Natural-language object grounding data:
● ● ● ● ● ● ●

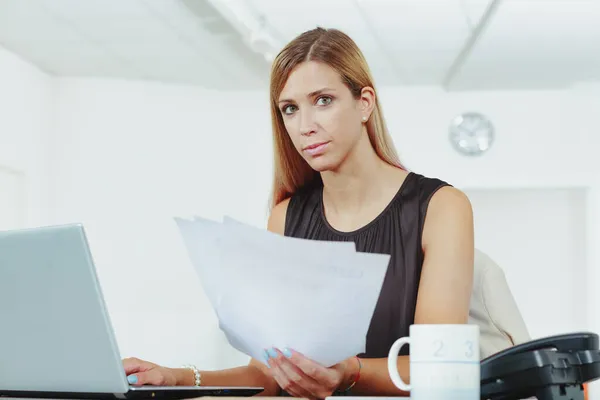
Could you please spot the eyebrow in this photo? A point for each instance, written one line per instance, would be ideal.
(311, 94)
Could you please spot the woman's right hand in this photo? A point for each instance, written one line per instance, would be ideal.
(140, 372)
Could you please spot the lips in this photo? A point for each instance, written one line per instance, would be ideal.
(316, 148)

● ● ● ● ● ● ●

### Exercise goal
Go through the data above and transcribe it in full, omitting any image.

### Exercise answer
Could you please spot the eyebrow in this photo? A point for each instance, written one line per instance, would be ideal.
(311, 94)
Could you please spot the woman's right hand in this photo? A point for each instance, written one line per instance, would be ideal.
(140, 372)
Could you please spot the lips in this photo? A point for each instance, written one line per instance, would be ideal.
(316, 148)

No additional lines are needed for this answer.